Assigned task: Look through the material and copy each line holding "white".

Provided information:
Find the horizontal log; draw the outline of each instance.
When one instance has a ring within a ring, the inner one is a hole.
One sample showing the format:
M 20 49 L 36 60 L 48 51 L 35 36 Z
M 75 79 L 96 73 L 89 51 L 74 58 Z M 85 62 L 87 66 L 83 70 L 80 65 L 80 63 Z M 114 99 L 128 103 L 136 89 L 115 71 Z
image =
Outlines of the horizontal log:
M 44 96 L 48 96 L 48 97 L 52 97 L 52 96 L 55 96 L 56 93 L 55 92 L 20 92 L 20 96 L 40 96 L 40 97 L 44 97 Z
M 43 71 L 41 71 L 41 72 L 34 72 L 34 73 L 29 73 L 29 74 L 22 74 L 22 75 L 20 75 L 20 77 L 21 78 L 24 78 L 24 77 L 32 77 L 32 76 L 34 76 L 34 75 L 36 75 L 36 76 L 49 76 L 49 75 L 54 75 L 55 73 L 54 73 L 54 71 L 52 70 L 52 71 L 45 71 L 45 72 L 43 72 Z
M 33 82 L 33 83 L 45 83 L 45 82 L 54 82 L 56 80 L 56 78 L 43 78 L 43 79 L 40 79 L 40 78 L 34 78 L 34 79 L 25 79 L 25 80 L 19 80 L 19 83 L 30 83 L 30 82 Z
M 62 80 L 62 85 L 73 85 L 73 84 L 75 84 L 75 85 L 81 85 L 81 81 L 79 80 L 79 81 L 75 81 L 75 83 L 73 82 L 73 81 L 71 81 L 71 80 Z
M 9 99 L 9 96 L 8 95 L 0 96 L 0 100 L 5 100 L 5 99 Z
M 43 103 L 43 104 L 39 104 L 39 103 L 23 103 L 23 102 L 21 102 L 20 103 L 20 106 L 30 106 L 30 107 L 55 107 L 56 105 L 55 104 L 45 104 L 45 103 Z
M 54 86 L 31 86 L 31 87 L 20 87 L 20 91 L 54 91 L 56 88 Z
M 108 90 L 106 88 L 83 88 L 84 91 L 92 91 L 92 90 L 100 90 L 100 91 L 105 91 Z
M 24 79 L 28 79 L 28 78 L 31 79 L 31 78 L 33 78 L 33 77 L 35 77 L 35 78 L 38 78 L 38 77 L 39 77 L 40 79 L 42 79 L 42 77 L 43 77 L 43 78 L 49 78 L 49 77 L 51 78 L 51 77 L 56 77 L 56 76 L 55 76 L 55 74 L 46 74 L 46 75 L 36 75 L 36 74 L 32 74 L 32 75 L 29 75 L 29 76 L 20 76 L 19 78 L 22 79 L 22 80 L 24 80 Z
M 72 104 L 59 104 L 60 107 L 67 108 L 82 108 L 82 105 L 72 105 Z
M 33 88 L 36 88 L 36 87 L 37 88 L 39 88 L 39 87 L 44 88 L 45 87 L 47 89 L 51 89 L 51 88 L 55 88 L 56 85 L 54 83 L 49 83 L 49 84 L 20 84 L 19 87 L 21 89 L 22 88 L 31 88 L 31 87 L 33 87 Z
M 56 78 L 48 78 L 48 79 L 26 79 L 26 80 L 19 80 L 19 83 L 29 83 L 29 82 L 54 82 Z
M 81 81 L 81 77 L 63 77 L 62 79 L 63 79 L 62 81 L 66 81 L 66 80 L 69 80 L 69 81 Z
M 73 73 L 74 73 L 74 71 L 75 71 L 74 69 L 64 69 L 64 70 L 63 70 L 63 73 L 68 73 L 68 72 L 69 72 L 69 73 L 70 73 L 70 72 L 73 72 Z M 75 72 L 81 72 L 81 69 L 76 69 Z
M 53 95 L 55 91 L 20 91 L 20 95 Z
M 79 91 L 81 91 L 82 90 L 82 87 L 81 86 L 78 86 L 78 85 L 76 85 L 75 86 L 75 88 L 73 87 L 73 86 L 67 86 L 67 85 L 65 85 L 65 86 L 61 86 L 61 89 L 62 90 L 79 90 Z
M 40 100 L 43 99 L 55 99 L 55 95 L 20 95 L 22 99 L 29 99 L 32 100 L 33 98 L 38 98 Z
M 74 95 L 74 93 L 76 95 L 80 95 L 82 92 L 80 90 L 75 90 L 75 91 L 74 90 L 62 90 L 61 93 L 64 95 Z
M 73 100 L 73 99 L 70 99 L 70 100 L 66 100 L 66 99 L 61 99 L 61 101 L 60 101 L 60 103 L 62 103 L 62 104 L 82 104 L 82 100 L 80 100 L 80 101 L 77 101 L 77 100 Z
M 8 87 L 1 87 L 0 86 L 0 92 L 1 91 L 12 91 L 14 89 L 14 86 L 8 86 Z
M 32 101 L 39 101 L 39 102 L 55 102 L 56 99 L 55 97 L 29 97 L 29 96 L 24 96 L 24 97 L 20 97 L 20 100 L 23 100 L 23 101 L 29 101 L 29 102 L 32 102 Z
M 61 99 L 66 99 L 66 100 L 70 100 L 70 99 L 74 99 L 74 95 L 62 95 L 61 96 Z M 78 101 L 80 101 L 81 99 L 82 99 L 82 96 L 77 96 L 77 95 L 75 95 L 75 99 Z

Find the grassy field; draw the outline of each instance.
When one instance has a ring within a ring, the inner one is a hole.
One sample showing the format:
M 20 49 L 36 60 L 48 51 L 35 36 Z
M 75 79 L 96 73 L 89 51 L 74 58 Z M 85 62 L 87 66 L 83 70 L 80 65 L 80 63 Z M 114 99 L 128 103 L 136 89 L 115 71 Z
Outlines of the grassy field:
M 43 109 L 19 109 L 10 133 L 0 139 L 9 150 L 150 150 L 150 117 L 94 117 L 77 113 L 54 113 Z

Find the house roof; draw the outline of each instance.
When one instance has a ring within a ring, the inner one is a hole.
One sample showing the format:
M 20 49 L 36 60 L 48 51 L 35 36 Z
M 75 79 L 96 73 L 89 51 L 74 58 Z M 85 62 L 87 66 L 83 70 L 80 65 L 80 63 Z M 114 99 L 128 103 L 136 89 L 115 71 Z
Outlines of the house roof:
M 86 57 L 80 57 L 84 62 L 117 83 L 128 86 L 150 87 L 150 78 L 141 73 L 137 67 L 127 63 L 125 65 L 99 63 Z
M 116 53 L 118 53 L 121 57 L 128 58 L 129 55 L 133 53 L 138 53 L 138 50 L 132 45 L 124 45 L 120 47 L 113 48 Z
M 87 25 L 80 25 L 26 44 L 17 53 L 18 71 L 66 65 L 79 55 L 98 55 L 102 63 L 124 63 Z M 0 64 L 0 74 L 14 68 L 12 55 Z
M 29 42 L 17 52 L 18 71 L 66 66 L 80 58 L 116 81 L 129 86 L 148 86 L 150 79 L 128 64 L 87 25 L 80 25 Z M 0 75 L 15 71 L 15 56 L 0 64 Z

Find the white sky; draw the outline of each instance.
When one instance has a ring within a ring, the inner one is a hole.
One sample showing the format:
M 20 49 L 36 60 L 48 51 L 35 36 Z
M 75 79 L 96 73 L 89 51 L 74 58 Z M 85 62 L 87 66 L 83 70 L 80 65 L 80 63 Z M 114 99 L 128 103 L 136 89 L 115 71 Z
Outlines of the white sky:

Solution for this problem:
Find the white sky; draw the outline of each instance.
Outlines of the white sky:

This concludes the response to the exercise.